_WHAT NEEDS TO BE DONE_
Copy the records below word for word.

_EXERCISE MATERIAL_
╔══
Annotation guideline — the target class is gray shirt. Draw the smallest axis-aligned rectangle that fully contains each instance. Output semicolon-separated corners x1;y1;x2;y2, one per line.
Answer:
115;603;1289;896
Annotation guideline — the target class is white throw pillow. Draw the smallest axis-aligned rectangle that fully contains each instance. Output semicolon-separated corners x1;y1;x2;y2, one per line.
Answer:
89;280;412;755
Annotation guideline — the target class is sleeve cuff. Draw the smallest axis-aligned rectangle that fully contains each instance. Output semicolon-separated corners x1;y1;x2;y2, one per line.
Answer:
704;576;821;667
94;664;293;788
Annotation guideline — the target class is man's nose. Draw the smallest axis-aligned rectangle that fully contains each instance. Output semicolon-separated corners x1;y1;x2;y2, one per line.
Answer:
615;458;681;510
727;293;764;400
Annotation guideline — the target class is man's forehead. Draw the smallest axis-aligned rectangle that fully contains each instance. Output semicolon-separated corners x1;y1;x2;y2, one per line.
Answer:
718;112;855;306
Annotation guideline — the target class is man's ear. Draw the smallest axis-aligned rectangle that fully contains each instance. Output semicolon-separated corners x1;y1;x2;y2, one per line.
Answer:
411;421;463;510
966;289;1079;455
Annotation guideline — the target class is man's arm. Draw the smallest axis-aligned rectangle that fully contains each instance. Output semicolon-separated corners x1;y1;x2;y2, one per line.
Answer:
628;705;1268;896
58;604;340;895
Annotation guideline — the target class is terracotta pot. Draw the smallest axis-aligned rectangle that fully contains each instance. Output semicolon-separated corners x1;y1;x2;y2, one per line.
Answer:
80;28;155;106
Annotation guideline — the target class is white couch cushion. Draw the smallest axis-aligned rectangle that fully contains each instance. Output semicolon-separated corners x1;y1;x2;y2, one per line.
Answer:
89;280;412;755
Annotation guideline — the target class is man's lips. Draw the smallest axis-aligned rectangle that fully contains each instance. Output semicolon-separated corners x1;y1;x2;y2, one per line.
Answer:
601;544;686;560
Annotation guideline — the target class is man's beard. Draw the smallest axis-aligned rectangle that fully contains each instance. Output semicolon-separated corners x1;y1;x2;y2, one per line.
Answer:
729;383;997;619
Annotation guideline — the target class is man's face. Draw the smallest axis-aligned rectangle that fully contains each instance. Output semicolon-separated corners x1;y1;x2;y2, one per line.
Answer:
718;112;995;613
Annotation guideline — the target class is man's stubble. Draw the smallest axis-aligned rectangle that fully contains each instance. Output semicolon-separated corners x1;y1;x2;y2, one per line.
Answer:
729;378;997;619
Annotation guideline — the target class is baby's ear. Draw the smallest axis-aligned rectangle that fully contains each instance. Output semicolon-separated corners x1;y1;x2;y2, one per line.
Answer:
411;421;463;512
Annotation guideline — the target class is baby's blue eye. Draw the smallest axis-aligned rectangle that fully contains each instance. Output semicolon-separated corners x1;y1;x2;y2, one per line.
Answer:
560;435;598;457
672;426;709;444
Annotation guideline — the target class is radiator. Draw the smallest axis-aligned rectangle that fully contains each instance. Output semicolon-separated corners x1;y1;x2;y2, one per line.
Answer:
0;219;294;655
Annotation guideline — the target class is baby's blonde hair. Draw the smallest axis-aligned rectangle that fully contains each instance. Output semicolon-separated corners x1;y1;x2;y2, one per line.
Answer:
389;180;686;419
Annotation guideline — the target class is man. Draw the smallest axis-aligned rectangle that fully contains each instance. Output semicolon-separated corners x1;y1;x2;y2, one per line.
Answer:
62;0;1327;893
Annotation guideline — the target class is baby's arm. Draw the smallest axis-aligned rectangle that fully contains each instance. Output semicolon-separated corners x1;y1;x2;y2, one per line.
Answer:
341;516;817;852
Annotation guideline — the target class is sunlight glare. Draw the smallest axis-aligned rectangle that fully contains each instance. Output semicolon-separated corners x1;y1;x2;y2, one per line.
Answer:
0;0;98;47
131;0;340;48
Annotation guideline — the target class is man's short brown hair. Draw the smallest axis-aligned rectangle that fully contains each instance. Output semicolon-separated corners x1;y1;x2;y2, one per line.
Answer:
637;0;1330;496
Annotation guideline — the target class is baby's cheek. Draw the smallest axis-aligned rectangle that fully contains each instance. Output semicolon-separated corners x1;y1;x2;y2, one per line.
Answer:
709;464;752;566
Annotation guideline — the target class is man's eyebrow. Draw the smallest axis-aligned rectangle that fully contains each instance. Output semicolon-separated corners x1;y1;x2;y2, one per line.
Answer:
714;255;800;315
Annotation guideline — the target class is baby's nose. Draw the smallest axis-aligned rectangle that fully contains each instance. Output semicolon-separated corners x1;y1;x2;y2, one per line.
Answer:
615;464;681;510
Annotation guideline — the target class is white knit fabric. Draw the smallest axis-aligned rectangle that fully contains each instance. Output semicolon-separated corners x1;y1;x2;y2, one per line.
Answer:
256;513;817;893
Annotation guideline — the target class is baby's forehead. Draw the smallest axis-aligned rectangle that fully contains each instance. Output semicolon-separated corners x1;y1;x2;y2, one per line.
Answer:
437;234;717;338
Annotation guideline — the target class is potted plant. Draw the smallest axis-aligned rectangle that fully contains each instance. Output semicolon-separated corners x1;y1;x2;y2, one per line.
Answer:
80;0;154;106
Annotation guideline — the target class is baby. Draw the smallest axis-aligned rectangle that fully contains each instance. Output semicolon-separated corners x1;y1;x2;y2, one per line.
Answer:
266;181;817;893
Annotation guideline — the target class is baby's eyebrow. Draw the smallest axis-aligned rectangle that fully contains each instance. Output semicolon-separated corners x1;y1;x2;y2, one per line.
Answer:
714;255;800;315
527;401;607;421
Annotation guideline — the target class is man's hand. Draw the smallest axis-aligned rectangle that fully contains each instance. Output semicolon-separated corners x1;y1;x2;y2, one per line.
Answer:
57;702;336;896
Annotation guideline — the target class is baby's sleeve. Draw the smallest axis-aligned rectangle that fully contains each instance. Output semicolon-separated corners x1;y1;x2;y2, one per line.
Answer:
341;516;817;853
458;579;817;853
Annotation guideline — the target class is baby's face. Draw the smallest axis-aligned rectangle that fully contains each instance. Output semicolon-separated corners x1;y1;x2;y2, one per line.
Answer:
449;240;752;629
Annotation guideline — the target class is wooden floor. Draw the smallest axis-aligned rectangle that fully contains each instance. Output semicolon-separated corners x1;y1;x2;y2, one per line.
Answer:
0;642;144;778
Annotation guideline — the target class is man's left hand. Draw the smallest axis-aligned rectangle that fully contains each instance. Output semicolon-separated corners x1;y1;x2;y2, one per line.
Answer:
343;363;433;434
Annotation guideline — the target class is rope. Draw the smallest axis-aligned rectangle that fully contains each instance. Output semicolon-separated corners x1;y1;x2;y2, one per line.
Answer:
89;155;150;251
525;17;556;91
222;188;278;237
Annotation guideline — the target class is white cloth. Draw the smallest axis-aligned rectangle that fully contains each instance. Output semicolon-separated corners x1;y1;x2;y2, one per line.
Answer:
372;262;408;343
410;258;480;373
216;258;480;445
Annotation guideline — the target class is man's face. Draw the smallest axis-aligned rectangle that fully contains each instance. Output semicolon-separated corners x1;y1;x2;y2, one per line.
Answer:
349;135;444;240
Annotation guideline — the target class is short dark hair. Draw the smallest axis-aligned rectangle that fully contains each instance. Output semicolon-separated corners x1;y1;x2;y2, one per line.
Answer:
╚══
_THE RESULT_
Annotation guideline — the target class is gray shirt. Draw the smallest axis-aligned rectangle that fully contains each instance. Output semicolon-separated corners x1;y1;x2;y2, one per line.
Answer:
115;603;1289;896
Annotation guideline — the target class is white throw pillow. Draw the smallest axis-aligned rectangle that fully contains each instance. Output semicolon-separated corners x1;y1;x2;y2, one per line.
Answer:
89;280;412;755
Annotation guideline — the target class is sleeve cuff. Draw the smallest axis-aligned rectangle that fully contains each instance. Output semicolon-separated corners x1;y1;x2;y2, one per line.
Answer:
704;576;821;667
94;664;293;788
Annotation guideline — the target class is man's nose. Draw the smallest axis-aligned rectangle that fully contains each instance. Output semicolon-separated corners x1;y1;x2;y2, one per line.
Answer:
615;458;681;510
727;293;764;400
Annotation guideline — the target class is man's forehead. Draw the smallest axis-aligned rectangle that fully contains each instance. Output semicolon-separated corners x1;y1;x2;y2, one per line.
Answer:
718;112;855;306
Annotation guideline — the target class is man's ear. Draw the smallest axis-aligned rectangle that fully contains each instance. Output semicolon-separated corners x1;y1;x2;y2, one per line.
Answer:
411;421;463;510
966;289;1079;455
Annotation guideline — the target class is man's arm. Draw the smallest axis-aligned rectangle that fully contains each instance. Output semicolon-separated corners x1;y1;x2;y2, one per line.
Answer:
628;705;1268;896
58;604;340;895
Annotation guideline — the target class is terracotta pot. Draw the smallest axis-aligned rectangle that fully contains each instance. Output semicolon-separated corners x1;y1;x2;y2, one per line.
Answer:
80;28;155;106
Annotation guideline — the target class is white couch cushion. Draw the smallest axis-aligned rectangle that fully contains each instance. Output semicolon-separated corners x1;y1;x2;y2, one per line.
Answer:
89;280;412;755
Annotation guideline — the target class is man's lips. Draw the smallest axis-aligned rectangle that fully contains each instance. Output semicolon-separated corners x1;y1;x2;y2, one per line.
Answer:
601;544;686;560
Annotation guideline — the target class is man's beard. Draw the smallest axis-aligned rectangle that fully contains each instance. Output semicolon-separated corners x1;y1;x2;y2, one per line.
Answer:
729;383;997;619
Annotation guideline — the target class is man's face. Draw the smallest axis-aligned rectangle that fully contains each instance. Output semicolon-separated corners x1;y1;x2;y2, one per line.
Answer:
718;112;995;613
Annotation guideline — the target class is man's stubble. Draw the smallest axis-aligned rectangle that fully contains each instance. Output semicolon-separated corners x1;y1;x2;y2, one per line.
Answer:
729;378;997;619
Annotation guideline — the target class is baby's ear. Draw the smallest axis-aligned rectangle that fully contains each instance. Output semicolon-separated corners x1;y1;x2;y2, one per line.
Answer:
411;421;463;512
Annotation guideline — the target class is baby's blue eye. Draw the smallest axis-aligned rectangle that fully contains each instance. Output semicolon-separated corners x1;y1;x2;y2, one per line.
Answer:
560;435;598;457
672;426;709;444
Annotation guideline — the target class is radiator. Draw the smallest axis-aligned rectangle that fully contains each instance. Output semicolon-separated corners x1;y1;x2;y2, one per line.
Answer:
0;219;294;655
Annotation guideline — the target class is baby's blonde hair. Draw the smallest axis-aligned rectangle that fully contains each instance. Output semicolon-separated corners x1;y1;x2;y2, one per line.
Answer:
389;180;686;419
Annotation guideline — the target class is man. Draw the smallest axis-aligned rectangle that fully contains each instance. Output semicolon-separated corners x1;y1;x2;y2, one per line.
Answer:
62;0;1327;893
Annotation guideline — the target class is baby's arm. Draw the smallest axis-aligned rectangle that fully contains each instance. Output semicolon-separated corners x1;y1;x2;y2, one per line.
Answer:
341;516;817;852
Annotation guideline — the target class is sunlight glare. Draw the smallest axis-aligned rectangle that fully contains each instance. Output semicolon-separated corners x1;y1;x2;y2, one per line.
Answer:
0;0;98;47
131;0;340;48
Annotation guideline — the target class is man's short brown hair. Draw the smallest axis-aligned rectangle that fully contains each instance. Output semicolon-separated corners x1;y1;x2;y2, one per line.
Answer:
637;0;1330;496
Annotation guideline — the target class is baby's cheek. Draw the smallest axis-aligned rectangle that fully contains each instance. Output semicolon-separated corners x1;y1;x2;y2, one per line.
Answer:
709;464;752;566
Annotation guideline — the target class is man's eyebrow. Draw the smallest axis-aligned rectangle that fully contains each instance. Output semicolon-separated corners x1;y1;x2;y2, one per line.
Answer:
714;255;800;315
Annotation guideline — the target class is baby's nose. Draw the smallest axis-aligned rectangle that fully contains each instance. Output semicolon-separated corners x1;y1;x2;y2, one per line.
Answer:
615;464;681;510
Annotation guideline — the target class is white knit fabric. Draw the smallest axis-aligned rectangle that fully contains each instance. Output semicolon-separated corners x1;y1;x2;y2, one per line.
Answer:
256;513;817;893
Annotation guideline — the target class is baby's forehead. Draw the smallest axis-aligned rectangle that fully contains each instance. Output semicolon-separated corners x1;y1;x2;y2, one per line.
Answer:
437;234;717;338
Annotation guideline — the target class is potted plant. Draw the smallest axis-aligned rectangle that fully contains each instance. Output semicolon-separated corners x1;y1;x2;y2, one per line.
Answer:
80;0;154;106
Annotation guideline — the target class is baby. Draw the smallest axis-aligned rectangle that fully contains each instance. Output semicolon-separated corners x1;y1;x2;y2, one per line.
Answer:
266;181;817;893
Annotation guideline — the target class is baby's eyebrow. Draw the smallest axis-aligned rectangle that fully contains each instance. Output semicolon-separated corners x1;y1;x2;y2, one per line.
Answer:
714;255;800;315
527;401;607;421
Annotation guideline — the target class is man's hand. Draw the smallest axis-aligned rectangle that fully contains each instance. Output semicolon-separated corners x1;y1;x2;y2, one per line.
Answer:
57;702;336;896
Annotation guideline — the target class is baby's sleeve. Draw the smallest axis-aligned rectangle that fully contains each instance. Output semicolon-separated corners x1;y1;x2;y2, one per line.
Answer:
341;516;817;853
458;579;817;853
Annotation guideline — the target class is baby's face. Draw the smallest axis-aligned rectangle that fully contains each instance. Output semicolon-separated corners x1;y1;x2;y2, one per line.
Answer:
449;240;752;629
Annotation guideline — the target class is wooden floor. Draw the smallest axis-aligned rectangle that fully contains each instance. Output semicolon-separated corners x1;y1;x2;y2, one per line.
Answer:
0;642;144;778
Annotation guideline — the target class is man's left hand. Draw the smallest axis-aligned rectangle that fully contains each instance. Output semicolon-separated corners x1;y1;x2;y2, one per line.
Answer:
343;363;433;434
Annotation guideline — the target class is rope. Draw the smallest axis-aligned rectangle that fully contains each instance. Output semicolon-separated corners x1;y1;x2;y2, one per line.
Answer:
89;155;150;251
525;17;556;91
222;188;278;237
Annotation guideline — the target class is white cloth. Draw the smallest axis-aligned rectangle that fully contains each instance. Output semicolon-separated corners x1;y1;x2;y2, one per line.
Answer:
372;262;408;343
410;258;480;373
216;258;480;445
Annotation guideline — the target class is man's face. Draw the smallest axis-aligned rectangle that fully contains each instance. Output semicolon-separated corners x1;y1;x2;y2, one per line.
Answer:
349;135;444;240
Annotation guideline — the target class is short dark hair. Draw the smallest axis-aligned rectangle that fully contains each instance. Output semicolon-separated corners x1;y1;x2;y2, one per line.
Answer:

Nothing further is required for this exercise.